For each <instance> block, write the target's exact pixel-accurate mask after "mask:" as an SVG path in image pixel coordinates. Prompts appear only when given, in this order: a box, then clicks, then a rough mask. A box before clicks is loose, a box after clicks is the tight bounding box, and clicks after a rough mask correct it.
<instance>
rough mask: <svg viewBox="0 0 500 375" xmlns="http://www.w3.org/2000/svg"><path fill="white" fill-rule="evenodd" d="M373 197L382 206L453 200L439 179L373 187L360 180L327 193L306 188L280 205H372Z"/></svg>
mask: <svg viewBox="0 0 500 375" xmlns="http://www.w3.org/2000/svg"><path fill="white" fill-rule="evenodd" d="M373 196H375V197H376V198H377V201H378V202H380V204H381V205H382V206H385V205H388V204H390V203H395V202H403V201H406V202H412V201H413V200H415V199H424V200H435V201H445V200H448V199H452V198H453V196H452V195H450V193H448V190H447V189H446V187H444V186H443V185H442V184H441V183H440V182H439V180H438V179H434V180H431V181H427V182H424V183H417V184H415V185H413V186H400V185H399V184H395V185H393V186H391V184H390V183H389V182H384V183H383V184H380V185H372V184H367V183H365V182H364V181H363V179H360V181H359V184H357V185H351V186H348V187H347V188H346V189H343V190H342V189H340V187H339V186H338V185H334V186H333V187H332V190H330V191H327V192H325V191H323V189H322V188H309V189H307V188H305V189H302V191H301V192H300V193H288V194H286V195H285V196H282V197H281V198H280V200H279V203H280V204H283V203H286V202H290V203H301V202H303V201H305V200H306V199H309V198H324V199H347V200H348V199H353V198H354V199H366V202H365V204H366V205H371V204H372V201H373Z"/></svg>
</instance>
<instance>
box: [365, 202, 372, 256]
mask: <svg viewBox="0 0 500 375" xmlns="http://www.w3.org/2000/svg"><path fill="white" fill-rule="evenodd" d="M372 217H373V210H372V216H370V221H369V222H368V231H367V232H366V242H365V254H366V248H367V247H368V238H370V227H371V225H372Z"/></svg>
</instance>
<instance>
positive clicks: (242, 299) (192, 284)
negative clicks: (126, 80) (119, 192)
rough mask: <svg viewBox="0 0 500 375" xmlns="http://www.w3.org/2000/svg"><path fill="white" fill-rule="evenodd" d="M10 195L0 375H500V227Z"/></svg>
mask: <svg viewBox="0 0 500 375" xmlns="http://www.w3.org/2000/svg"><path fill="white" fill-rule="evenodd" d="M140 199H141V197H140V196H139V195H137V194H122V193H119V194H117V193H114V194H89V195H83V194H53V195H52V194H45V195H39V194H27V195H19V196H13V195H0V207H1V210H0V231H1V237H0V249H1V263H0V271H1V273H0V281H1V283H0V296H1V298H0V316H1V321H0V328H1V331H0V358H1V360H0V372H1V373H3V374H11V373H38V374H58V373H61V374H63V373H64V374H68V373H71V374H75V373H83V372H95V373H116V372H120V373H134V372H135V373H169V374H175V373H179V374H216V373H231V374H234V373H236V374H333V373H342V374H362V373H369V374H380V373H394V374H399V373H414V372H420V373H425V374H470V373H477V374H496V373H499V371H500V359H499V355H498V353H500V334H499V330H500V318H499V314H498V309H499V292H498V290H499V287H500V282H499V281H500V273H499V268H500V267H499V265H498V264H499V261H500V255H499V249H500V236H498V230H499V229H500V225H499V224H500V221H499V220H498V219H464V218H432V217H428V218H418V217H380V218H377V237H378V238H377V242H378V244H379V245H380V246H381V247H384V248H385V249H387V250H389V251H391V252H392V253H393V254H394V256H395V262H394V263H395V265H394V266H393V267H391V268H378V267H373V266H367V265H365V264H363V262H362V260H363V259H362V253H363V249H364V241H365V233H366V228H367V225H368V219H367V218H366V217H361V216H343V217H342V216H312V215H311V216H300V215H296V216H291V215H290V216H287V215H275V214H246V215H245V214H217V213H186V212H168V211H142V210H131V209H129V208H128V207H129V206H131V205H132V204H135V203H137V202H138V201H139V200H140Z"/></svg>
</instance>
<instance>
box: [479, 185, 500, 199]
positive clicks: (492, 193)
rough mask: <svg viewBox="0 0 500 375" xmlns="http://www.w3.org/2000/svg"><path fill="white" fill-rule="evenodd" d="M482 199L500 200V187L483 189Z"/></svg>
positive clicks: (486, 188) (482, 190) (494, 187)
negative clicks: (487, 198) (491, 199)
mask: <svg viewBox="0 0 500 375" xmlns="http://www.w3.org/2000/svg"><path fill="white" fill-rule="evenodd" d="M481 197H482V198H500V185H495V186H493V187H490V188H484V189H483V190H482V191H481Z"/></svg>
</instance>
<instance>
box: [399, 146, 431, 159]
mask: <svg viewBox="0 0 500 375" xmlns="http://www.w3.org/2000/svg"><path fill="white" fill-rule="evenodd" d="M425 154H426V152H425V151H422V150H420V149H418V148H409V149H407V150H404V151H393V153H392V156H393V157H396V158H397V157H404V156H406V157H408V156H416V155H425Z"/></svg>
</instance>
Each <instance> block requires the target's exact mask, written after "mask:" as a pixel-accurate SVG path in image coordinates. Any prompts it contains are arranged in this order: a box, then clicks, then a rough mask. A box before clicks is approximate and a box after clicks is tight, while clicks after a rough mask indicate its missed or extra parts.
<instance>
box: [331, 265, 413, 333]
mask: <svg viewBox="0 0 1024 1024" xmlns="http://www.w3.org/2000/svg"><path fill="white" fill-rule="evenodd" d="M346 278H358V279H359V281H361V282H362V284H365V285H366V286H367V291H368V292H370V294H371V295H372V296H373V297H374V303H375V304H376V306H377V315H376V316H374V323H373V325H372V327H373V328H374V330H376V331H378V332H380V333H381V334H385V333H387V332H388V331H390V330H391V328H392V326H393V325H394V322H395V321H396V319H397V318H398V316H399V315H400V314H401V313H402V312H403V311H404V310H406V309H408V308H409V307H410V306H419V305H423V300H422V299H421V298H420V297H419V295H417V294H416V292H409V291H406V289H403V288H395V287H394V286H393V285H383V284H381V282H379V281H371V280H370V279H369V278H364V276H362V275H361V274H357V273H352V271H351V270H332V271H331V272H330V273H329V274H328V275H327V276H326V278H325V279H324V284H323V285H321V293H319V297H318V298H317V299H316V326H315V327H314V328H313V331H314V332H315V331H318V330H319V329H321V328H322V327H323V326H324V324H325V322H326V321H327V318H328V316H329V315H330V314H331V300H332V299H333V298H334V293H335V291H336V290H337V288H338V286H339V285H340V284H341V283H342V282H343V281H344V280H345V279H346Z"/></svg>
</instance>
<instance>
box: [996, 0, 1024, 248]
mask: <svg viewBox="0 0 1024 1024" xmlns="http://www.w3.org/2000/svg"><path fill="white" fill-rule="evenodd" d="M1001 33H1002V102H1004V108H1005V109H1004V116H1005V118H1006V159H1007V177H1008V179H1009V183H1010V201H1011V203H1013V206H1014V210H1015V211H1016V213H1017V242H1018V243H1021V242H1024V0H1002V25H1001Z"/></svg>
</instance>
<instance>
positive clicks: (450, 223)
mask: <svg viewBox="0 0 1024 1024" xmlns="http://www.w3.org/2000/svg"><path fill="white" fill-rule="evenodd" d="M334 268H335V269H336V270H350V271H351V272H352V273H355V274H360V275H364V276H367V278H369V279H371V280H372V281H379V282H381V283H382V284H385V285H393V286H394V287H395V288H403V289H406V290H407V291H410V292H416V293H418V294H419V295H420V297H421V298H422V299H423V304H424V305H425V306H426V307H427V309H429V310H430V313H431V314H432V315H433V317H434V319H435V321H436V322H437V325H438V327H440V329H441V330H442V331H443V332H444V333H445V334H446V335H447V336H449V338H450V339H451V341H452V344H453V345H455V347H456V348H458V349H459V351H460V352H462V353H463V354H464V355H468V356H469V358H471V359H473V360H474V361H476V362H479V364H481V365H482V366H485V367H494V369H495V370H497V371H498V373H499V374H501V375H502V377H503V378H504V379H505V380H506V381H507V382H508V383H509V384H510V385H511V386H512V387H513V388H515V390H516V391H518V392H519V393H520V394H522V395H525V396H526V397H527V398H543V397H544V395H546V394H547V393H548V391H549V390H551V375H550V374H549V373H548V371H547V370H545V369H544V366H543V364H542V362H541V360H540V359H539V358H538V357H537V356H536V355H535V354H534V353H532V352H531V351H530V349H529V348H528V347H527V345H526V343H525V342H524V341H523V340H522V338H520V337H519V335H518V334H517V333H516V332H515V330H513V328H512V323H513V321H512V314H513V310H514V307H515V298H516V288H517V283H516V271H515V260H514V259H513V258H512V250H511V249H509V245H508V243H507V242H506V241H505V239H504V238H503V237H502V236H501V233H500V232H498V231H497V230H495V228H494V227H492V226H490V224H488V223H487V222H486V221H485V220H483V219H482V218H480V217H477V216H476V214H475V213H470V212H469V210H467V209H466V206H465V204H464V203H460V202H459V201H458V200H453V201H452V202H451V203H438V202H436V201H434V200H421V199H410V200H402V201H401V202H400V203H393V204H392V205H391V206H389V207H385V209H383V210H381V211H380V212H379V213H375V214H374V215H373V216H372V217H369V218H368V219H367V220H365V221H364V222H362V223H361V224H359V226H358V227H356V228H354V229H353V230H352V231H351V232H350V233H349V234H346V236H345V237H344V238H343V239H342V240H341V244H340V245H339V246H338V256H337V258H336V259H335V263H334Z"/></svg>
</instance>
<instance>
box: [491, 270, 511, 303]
• • • • •
**The problem**: Starting at the first of the rows above and stopping after the line that contains "197L382 206L453 200L439", rewrite those lines with "rough mask" changed to "coarse mask" and nothing else altered.

**Result of the exercise**:
For each <instance> block, write the target's exact pixel-accurate mask after "mask:" as an SVG path in image pixel coordinates. Prompts appear only when given, in this order: a box, then clicks, then a coarse mask. A box before clicks is loose, a box after clicks is the tight bounding box, and clicks after a coarse mask correct it.
<instance>
coarse mask: <svg viewBox="0 0 500 375" xmlns="http://www.w3.org/2000/svg"><path fill="white" fill-rule="evenodd" d="M373 197L382 206L453 200L439 179L373 187L360 180L327 193L306 188L280 205H372Z"/></svg>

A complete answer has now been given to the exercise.